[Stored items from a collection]
########
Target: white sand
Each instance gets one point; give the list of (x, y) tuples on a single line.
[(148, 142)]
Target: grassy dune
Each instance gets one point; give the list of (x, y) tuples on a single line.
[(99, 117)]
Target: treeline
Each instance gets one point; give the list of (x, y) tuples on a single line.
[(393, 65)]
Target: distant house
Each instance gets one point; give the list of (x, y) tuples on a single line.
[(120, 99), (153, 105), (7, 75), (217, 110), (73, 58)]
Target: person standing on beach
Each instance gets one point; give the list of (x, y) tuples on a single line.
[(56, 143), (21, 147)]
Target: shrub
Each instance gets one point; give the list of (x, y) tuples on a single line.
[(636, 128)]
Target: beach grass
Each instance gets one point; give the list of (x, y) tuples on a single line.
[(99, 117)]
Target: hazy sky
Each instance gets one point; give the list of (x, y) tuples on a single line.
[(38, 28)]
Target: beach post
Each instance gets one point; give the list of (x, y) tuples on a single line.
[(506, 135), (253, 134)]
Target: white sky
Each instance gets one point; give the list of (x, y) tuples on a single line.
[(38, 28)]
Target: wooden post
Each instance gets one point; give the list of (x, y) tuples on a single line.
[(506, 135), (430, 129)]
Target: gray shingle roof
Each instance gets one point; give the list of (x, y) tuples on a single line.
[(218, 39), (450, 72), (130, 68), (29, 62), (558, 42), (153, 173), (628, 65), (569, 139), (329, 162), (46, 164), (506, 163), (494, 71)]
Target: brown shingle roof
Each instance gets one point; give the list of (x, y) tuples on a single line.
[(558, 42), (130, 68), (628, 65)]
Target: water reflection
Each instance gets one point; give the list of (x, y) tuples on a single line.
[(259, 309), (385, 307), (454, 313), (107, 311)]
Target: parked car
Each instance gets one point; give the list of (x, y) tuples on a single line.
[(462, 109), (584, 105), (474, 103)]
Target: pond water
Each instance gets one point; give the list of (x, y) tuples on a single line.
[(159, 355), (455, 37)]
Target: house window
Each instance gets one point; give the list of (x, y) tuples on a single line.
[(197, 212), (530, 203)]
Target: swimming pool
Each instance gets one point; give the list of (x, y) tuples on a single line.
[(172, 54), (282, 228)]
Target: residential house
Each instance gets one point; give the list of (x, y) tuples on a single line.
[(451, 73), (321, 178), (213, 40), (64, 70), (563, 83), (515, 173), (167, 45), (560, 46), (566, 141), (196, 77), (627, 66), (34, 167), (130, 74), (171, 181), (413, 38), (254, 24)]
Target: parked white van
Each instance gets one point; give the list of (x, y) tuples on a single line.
########
Given task:
Reproduce all of the entries above, switching each occurrence of "tuples" to "pairs" and leaving everything else as it is.

Finished exercise:
Target: white sand
Each instance gets one point; give the list of (x, y) pairs on a single line.
[(148, 142)]
Target: grassy dune
Each instance gets one point; give the list of (x, y) pairs on a single line.
[(99, 117)]
Target: treeline
Each instance gets one point; give the list of (x, y) pairs on a single line.
[(393, 65)]
Target: distant house
Each instance gets one point; give the list of (x, y) pairs on a single line.
[(120, 99), (153, 105), (7, 75), (217, 110), (73, 58)]
Target: person standing on beach
Each instance gets one point; give the list of (x, y) pairs on a single line.
[(56, 143), (21, 147)]
Target: shrub
Each instance gets one point; give the list of (x, y) pairs on a single line.
[(636, 128)]
Target: beach grass
Each instance gets one point; give the list of (x, y) pairs on a single line.
[(99, 117)]
Target: hazy sky
Each instance gets one point; give the list of (x, y) pairs on a single line.
[(38, 28)]
Target: beach post
Each instance gets one point; give the list of (x, y) pairs on a single line.
[(506, 135), (253, 134)]
Target: white sky
Each instance gets one point; give the list of (x, y) pairs on a single line.
[(38, 28)]
Target: wooden post
Each instance gets one point; give the list of (x, y) pairs on a single line.
[(506, 135), (430, 129)]
Target: gray shingle roof
Each instance gets one point; give the list of (x, y) pairs on a single line.
[(218, 39), (450, 72), (130, 68), (29, 62), (558, 42), (153, 173), (628, 65), (569, 139), (329, 162), (46, 164), (506, 163), (494, 71)]
Target: brown shingle roof
Each instance gets one point; give the list of (x, y) pairs on a single line.
[(558, 42), (130, 68), (628, 65)]
Target: water reflection
Each instance gets one point; give the list of (x, y) pairs on a single line.
[(259, 309), (385, 307), (454, 313), (107, 311)]
Target: parked car
Each instance gets one point; give the list of (x, y) pairs on a single line.
[(462, 109), (584, 105), (474, 103)]
Target: pond water
Each instance gets one point; give the list of (x, y) pairs on a single line.
[(159, 355), (455, 37)]
Target: house window
Each instance gets one point; give the list of (x, y) pairs on a single line.
[(197, 212), (530, 203)]
Target: swimming pool
Each instance gets one point; give the list of (x, y) pairs on a single line.
[(172, 54), (282, 228)]
Target: residential house
Each instance gets one point; give the list of (x, y) pairs on a single line.
[(451, 73), (321, 178), (213, 40), (64, 70), (563, 83), (515, 173), (167, 45), (560, 46), (566, 141), (196, 77), (627, 66), (34, 167), (130, 74), (171, 181), (413, 38), (254, 24)]
Target: parked white van
Each instance gets one point; give the list of (x, y) pairs on a single line.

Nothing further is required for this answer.